THE REQUEST: Quote exactly, and only, the lines from the one with "outline --target=purple flower" through the end of the listing.

(Items listed in a dataset)

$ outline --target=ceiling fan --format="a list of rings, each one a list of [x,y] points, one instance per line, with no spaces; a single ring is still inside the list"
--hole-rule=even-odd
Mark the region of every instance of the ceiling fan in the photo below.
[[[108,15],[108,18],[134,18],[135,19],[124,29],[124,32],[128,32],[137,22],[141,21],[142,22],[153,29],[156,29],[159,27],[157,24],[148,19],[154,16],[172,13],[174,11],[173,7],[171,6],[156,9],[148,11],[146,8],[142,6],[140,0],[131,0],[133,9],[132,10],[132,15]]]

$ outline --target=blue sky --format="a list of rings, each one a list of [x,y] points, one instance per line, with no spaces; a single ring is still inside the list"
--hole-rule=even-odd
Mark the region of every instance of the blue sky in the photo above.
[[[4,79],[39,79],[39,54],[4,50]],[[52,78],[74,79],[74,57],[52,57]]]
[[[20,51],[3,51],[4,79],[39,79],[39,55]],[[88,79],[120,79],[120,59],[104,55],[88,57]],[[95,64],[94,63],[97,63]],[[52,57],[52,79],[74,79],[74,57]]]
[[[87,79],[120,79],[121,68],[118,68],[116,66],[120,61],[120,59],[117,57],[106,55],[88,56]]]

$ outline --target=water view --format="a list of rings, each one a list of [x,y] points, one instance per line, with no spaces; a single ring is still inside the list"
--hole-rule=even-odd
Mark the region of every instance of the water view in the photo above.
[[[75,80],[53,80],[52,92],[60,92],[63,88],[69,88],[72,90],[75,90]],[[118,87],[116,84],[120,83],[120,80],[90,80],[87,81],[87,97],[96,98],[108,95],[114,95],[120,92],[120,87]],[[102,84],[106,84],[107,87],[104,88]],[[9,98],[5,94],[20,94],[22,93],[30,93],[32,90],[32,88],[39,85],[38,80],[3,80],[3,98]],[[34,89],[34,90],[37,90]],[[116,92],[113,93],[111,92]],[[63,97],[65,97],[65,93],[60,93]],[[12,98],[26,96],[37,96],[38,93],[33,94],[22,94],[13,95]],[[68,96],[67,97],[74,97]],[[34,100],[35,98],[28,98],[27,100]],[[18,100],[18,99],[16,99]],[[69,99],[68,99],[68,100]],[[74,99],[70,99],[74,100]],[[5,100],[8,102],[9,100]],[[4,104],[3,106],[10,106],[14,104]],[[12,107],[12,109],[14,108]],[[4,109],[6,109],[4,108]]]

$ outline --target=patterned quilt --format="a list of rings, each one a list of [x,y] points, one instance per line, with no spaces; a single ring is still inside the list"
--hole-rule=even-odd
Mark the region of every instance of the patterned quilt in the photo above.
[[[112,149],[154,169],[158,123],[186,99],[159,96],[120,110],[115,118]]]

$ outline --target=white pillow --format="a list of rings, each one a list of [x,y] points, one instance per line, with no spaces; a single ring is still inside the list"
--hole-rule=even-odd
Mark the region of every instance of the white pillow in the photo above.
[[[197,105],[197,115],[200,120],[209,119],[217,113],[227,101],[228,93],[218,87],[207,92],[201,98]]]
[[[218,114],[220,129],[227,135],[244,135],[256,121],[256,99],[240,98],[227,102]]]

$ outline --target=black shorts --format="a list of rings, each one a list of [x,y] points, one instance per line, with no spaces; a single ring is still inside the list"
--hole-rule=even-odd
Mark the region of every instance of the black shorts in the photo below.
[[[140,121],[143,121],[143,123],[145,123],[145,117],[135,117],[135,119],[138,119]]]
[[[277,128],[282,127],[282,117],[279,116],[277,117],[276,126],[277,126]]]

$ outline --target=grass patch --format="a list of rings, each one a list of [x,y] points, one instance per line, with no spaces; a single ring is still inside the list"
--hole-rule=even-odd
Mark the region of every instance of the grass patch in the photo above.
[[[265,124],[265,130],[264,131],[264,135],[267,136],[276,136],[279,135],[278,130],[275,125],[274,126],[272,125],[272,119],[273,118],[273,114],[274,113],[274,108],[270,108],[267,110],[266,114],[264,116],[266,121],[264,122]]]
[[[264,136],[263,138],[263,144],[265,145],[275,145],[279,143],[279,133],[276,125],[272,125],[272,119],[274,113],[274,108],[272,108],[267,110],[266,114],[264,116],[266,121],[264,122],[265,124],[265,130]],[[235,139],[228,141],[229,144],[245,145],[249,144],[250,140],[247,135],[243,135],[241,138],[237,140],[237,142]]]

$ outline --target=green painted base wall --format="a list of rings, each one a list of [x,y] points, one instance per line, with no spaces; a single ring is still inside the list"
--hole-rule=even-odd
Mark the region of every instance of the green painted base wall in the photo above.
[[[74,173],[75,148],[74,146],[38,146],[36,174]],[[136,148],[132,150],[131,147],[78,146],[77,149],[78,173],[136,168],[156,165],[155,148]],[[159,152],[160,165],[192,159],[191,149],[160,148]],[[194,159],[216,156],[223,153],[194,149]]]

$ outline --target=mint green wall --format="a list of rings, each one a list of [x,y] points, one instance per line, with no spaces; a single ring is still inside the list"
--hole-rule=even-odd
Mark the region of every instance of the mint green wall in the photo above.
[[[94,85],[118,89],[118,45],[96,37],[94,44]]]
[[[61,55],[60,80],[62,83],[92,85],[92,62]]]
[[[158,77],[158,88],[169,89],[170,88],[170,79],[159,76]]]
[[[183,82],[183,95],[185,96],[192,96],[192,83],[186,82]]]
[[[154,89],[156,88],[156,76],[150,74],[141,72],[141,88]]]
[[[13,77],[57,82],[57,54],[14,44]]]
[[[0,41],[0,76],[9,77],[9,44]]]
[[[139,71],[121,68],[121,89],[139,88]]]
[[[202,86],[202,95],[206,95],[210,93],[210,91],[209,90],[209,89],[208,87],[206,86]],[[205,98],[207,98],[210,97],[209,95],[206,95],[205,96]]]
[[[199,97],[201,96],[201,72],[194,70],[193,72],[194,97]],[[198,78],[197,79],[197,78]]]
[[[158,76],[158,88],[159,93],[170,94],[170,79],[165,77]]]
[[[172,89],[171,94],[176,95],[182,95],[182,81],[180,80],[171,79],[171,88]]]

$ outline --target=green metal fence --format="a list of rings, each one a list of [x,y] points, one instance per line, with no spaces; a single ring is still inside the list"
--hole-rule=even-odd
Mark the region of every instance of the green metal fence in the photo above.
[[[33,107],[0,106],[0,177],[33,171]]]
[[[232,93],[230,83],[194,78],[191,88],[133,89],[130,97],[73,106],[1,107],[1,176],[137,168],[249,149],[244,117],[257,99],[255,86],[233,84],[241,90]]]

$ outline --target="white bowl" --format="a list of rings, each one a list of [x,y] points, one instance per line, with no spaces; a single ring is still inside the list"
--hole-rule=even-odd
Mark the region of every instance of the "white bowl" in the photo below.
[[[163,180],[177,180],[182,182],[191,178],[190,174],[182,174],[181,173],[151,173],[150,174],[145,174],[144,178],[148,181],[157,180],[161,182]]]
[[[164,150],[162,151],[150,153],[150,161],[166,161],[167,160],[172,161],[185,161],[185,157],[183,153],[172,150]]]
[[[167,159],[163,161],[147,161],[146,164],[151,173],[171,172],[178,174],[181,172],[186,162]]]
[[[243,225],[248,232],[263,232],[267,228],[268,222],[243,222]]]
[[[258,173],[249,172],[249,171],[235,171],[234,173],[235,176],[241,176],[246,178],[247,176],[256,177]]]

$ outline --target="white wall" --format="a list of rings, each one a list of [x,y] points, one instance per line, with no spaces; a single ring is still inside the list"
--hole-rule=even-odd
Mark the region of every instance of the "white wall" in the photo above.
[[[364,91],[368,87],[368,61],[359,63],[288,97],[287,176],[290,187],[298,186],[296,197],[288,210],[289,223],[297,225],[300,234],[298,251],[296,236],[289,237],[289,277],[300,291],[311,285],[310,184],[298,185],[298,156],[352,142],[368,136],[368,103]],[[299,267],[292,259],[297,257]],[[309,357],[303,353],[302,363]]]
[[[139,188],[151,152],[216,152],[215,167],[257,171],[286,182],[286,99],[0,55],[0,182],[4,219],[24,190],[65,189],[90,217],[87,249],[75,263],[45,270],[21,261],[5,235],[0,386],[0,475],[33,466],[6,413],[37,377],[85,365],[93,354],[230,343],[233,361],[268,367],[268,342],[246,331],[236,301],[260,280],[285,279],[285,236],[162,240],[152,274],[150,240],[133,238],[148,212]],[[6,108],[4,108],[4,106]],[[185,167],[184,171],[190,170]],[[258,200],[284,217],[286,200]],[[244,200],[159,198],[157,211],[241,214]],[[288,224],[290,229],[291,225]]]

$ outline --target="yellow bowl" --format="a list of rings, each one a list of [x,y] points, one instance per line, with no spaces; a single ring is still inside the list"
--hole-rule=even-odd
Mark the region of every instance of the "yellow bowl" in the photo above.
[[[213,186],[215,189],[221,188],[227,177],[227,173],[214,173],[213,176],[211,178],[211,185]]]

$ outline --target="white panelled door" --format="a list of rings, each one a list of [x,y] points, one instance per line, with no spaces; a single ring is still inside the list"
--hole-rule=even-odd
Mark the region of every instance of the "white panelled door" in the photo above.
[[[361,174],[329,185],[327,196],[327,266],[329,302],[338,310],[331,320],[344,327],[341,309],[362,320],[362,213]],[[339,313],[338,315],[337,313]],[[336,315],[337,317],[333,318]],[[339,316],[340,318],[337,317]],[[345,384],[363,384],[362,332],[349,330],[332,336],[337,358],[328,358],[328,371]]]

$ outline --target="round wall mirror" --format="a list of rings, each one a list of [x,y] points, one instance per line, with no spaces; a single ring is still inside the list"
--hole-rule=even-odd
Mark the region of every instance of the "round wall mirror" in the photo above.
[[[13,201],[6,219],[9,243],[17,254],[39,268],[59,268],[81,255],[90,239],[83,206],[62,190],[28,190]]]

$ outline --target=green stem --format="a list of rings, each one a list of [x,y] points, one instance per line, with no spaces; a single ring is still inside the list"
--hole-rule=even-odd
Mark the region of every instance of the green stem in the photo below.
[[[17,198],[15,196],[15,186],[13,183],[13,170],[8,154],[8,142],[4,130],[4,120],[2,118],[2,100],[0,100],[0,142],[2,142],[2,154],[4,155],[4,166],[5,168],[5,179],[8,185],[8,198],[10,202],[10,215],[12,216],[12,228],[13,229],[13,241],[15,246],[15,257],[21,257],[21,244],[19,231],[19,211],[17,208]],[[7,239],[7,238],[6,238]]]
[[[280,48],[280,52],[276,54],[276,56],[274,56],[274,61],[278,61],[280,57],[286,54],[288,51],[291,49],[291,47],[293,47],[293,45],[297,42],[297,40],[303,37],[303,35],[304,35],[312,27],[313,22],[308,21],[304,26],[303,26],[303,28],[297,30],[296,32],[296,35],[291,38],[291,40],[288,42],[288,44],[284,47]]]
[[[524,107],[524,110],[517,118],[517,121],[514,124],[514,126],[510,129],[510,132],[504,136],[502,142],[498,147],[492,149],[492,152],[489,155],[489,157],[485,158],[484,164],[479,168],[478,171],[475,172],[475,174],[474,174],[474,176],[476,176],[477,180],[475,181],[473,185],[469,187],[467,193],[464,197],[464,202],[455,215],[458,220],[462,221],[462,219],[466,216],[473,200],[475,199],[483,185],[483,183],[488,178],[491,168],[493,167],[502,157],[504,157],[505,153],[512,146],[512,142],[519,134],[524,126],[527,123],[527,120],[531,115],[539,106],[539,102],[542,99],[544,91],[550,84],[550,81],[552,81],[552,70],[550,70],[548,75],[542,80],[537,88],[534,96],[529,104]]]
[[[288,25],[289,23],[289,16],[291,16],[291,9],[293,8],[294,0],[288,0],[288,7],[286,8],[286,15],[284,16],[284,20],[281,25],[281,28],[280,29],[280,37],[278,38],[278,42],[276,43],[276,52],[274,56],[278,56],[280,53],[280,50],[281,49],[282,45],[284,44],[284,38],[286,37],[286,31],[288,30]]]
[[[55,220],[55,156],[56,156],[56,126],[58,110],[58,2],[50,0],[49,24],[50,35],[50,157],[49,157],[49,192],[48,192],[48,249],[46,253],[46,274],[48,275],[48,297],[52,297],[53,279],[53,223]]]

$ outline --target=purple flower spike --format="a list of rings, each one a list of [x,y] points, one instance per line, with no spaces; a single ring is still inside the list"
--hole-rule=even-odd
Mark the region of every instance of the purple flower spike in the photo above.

TASK ANSWER:
$ outline --target=purple flower spike --format="a list of rings, each one a list of [x,y] points, one instance per line, with no spaces; a single ring is still inside the list"
--hole-rule=even-odd
Mark the region of every instance of the purple flower spike in the photo above.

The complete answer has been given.